**Aim**
Copy all the material below, exactly as it stands.

----------

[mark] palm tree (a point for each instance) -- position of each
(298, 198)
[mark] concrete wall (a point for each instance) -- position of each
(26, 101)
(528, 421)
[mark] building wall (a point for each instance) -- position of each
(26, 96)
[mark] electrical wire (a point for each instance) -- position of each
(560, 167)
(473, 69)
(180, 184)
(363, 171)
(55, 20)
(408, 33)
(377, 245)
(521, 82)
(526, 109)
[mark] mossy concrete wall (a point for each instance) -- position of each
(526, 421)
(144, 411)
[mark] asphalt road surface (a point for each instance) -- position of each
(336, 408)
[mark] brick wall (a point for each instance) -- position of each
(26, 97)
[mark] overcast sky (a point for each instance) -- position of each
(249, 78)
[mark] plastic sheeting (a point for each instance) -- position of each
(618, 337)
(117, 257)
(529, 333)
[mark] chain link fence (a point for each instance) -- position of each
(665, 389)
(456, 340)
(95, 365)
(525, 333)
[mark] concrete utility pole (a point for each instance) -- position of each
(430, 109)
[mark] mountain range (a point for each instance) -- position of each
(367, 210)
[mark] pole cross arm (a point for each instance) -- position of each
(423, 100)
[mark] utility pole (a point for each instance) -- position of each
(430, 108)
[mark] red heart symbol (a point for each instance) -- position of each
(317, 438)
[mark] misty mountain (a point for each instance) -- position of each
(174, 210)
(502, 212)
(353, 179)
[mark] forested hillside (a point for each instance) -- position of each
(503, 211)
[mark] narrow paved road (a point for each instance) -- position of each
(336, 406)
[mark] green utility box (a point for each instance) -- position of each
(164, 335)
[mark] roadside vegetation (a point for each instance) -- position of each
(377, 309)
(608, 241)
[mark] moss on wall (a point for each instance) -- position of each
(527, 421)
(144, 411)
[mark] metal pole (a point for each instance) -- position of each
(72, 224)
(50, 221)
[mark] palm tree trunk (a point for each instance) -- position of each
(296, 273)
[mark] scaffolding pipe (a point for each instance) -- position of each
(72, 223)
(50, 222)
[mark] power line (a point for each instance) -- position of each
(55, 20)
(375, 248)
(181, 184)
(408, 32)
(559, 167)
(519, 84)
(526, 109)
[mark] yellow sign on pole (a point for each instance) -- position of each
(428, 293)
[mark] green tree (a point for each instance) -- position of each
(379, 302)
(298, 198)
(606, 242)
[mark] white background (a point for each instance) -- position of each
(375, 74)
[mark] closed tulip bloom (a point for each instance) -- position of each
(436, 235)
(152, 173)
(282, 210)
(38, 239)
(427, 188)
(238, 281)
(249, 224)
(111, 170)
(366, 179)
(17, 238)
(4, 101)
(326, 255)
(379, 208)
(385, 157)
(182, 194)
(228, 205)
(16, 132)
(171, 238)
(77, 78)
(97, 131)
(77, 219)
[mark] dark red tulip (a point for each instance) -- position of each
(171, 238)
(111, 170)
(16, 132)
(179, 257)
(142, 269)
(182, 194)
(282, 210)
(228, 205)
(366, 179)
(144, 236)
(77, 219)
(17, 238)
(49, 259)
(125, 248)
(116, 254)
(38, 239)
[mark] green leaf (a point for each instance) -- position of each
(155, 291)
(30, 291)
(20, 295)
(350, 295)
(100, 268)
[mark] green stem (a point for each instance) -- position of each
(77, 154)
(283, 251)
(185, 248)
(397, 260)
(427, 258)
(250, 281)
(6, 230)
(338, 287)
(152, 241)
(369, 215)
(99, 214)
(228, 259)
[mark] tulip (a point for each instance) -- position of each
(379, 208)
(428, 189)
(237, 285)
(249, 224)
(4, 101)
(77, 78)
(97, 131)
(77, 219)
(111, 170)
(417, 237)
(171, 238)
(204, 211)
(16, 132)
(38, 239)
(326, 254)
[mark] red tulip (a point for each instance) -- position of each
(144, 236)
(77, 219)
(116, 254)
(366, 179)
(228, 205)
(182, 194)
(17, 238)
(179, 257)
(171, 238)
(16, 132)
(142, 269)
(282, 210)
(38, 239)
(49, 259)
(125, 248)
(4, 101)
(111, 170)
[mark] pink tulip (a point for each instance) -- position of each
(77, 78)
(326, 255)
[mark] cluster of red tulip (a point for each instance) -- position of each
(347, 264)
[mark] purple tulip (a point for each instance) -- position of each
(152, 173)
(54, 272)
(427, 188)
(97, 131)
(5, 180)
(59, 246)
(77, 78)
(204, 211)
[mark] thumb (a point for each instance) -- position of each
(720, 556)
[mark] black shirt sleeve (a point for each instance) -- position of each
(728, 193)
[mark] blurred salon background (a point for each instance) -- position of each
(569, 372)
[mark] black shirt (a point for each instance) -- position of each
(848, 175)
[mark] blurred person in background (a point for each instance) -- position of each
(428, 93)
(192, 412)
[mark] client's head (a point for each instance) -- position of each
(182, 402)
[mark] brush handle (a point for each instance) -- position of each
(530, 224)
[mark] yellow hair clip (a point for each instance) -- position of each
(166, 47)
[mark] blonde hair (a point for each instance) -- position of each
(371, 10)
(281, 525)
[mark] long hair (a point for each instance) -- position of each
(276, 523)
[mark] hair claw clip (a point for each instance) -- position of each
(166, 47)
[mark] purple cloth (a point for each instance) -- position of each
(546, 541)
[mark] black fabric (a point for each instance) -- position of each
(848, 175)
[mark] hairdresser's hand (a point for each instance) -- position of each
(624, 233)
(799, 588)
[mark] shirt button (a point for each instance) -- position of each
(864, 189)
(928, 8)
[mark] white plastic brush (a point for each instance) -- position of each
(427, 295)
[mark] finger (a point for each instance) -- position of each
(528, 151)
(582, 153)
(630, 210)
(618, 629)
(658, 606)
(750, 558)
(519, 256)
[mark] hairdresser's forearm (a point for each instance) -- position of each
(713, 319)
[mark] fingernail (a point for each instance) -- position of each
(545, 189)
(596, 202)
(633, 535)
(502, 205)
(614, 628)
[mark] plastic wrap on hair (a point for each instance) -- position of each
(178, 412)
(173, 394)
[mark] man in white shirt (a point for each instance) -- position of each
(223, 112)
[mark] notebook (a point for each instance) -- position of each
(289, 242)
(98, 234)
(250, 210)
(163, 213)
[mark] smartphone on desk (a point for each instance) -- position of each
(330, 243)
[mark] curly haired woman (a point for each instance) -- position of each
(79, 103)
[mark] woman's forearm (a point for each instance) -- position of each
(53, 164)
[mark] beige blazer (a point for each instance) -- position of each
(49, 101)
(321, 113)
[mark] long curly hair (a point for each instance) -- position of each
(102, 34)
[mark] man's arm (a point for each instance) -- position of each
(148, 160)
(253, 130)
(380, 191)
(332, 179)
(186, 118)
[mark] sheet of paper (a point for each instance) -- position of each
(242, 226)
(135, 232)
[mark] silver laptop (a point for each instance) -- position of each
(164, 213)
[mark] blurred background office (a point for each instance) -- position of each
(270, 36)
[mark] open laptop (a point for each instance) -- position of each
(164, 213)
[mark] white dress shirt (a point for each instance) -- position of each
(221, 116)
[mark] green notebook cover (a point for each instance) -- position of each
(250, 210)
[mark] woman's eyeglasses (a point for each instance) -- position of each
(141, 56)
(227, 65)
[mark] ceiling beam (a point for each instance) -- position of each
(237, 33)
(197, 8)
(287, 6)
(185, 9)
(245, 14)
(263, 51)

----------

**Finished exercise**
[mark] palm tree (a point for each instance) -- position of each
(298, 198)
[mark] concrete wall (a point for each instance) -- position of each
(26, 101)
(528, 421)
[mark] building wall (a point for each instance) -- position of each
(26, 96)
[mark] electrical wire (a point for each instance) -- position of each
(560, 167)
(473, 69)
(180, 184)
(363, 171)
(55, 20)
(408, 33)
(377, 245)
(521, 82)
(526, 109)
[mark] mossy concrete wall (a point for each instance) -- position of each
(526, 421)
(144, 411)
[mark] asphalt road surface (a point for each instance) -- position of each
(336, 408)
[mark] brick wall (a point for each instance) -- position of each
(26, 97)
[mark] overcast sky (a point for each instance) -- position of each
(249, 78)
[mark] plastic sheeting (a point for each instance) -- position of each
(618, 337)
(117, 257)
(529, 333)
[mark] chain link fence (a point for each instance) -- position of each
(665, 389)
(456, 340)
(95, 365)
(525, 333)
[mark] concrete utility pole (a point for each instance) -- position of each
(430, 109)
[mark] mountain range (a point for each instance) -- position of each
(367, 210)
[mark] pole cross arm (a point for each instance) -- position of each
(423, 100)
[mark] utility pole (a point for each instance) -- position of each
(430, 108)
[mark] red heart symbol (a point for each instance) -- position of each
(317, 438)
[mark] misty mountain (a point for each instance) -- position of each
(174, 210)
(502, 212)
(353, 179)
[mark] forested hillside (a point for each instance) -- position of each
(503, 211)
[mark] narrow paved road (a point for each instance) -- position of each
(336, 406)
[mark] green utility box (a point for each instance) -- position of each
(164, 335)
[mark] roadside vegetation (a point for each instance) -- position of each
(377, 309)
(608, 241)
[mark] moss on wall (a point for each instance) -- position of each
(527, 421)
(144, 411)
[mark] metal pole (a point for each instance) -- position of each
(72, 224)
(50, 221)
[mark] palm tree trunk (a point for each instance) -- position of each
(296, 273)
[mark] scaffolding pipe (a point for each instance) -- position of each
(72, 223)
(50, 222)
[mark] power line (a point for each instance) -- position of each
(55, 20)
(375, 248)
(181, 184)
(408, 32)
(559, 167)
(519, 84)
(526, 109)
[mark] yellow sign on pole (a point for each instance) -- position of each
(428, 293)
[mark] green tree (a point for each instance) -- position of each
(379, 302)
(298, 198)
(606, 242)
[mark] white background (a point for each instance) -- position of each
(375, 74)
[mark] closed tulip bloom (a point for each instance) -- position of each
(436, 235)
(152, 173)
(282, 210)
(38, 239)
(427, 188)
(238, 281)
(249, 224)
(111, 170)
(366, 179)
(17, 238)
(4, 101)
(326, 255)
(379, 208)
(385, 157)
(182, 194)
(228, 205)
(16, 132)
(171, 238)
(77, 78)
(97, 131)
(77, 219)
[mark] dark red tulip (a point for each instance) -- position of each
(171, 238)
(111, 170)
(16, 132)
(179, 257)
(142, 269)
(182, 194)
(282, 210)
(228, 205)
(366, 179)
(144, 236)
(77, 219)
(17, 238)
(49, 259)
(125, 248)
(116, 254)
(38, 239)
[mark] green leaf (a point for each instance) -- position of each
(155, 291)
(30, 291)
(20, 295)
(350, 295)
(100, 268)
[mark] green stem (a point for each instance) -- position of each
(77, 154)
(283, 251)
(185, 248)
(397, 260)
(427, 258)
(250, 281)
(6, 230)
(338, 287)
(152, 241)
(369, 215)
(99, 214)
(228, 259)
[mark] tulip (a point for each instance) -- position of each
(379, 208)
(428, 189)
(237, 285)
(249, 224)
(4, 101)
(77, 78)
(97, 131)
(77, 219)
(111, 170)
(417, 237)
(171, 238)
(204, 211)
(16, 132)
(38, 239)
(326, 254)
[mark] red tulip (a point for each instance) -- position of each
(144, 236)
(77, 219)
(116, 254)
(366, 179)
(228, 205)
(182, 194)
(17, 238)
(179, 257)
(171, 238)
(16, 132)
(142, 269)
(282, 210)
(38, 239)
(49, 259)
(125, 248)
(4, 101)
(111, 170)
[mark] pink tulip (a point for each instance) -- position of each
(77, 78)
(326, 255)
[mark] cluster of red tulip (a point for each instance) -- position of each
(347, 264)
[mark] purple tulip (a point for each instance) -- position of each
(152, 173)
(54, 272)
(427, 188)
(97, 131)
(5, 180)
(59, 246)
(77, 78)
(204, 211)
[mark] thumb (a point for each instance) -- position of each
(720, 556)
[mark] black shirt sleeve (a point for each instance) -- position of each
(728, 193)
[mark] blurred salon background (a point for each instance) -- position of each
(569, 372)
[mark] black shirt (a point for each instance) -- position of each
(848, 175)
[mark] blurred person in background (a point for each instance) -- position of each
(428, 93)
(192, 412)
[mark] client's head (a point for each instance) -- position of each
(182, 402)
[mark] brush handle (a point for each instance) -- position of each
(530, 224)
[mark] yellow hair clip (a point for each instance) -- position of each
(166, 47)
[mark] blonde hair (a point for each instance) -- position of each
(371, 10)
(281, 525)
[mark] long hair (a point for each instance) -- position of each
(276, 523)
[mark] hair claw clip (a point for each instance) -- position of each
(166, 47)
[mark] purple cloth (a point for each instance) -- position of each
(546, 541)
[mark] black fabric (a point for each instance) -- position of each
(848, 175)
[mark] hairdresser's hand (a point for each instance) -- position of each
(624, 233)
(799, 588)
[mark] shirt button (a point for each instance) -- position of each
(864, 189)
(928, 8)
[mark] white plastic brush (a point for each instance) -- position of each
(427, 295)
[mark] finger (a point for each instance) -- position of each
(528, 151)
(582, 153)
(630, 210)
(618, 629)
(658, 606)
(750, 558)
(519, 256)
[mark] hairdresser's forearm (a point for each instance) -- position of each
(713, 319)
[mark] fingernail (a point for each instance) -- position of each
(545, 189)
(596, 202)
(633, 535)
(502, 205)
(614, 628)
[mark] plastic wrap on hair (a point for each instance) -- position of each
(178, 412)
(173, 394)
[mark] man in white shirt (a point for each instance) -- position of each
(223, 112)
[mark] notebook (a point for each instance) -- position of each
(289, 242)
(98, 234)
(250, 210)
(163, 213)
[mark] smartphone on desk (a point for each instance) -- position of each
(330, 243)
[mark] curly haired woman (a point for each instance) -- position of each
(79, 103)
[mark] woman's forearm (a point for each instance) -- position of each
(53, 164)
[mark] beige blazer (a point for each instance) -- position of each
(49, 101)
(321, 113)
[mark] long curly hair (a point for each instance) -- position of each
(102, 34)
[mark] man's arm (a point for each instance) -- position of each
(148, 160)
(253, 130)
(380, 191)
(332, 179)
(186, 118)
[mark] sheet of paper (a point for each instance) -- position of each
(242, 226)
(135, 232)
[mark] silver laptop (a point for each instance) -- position of each
(164, 213)
[mark] blurred background office (a point for each instance) -- position of each
(270, 36)
[mark] open laptop (a point for each instance) -- position of each
(164, 213)
[mark] white dress shirt (a point for each instance) -- position of each
(221, 116)
[mark] green notebook cover (a point for each instance) -- position of each
(250, 210)
[mark] woman's eyeglasses (a point for each instance) -- position of each
(141, 56)
(227, 65)
[mark] ceiling beam (a point for each instance) -- position of each
(237, 33)
(197, 8)
(287, 6)
(185, 9)
(245, 14)
(263, 51)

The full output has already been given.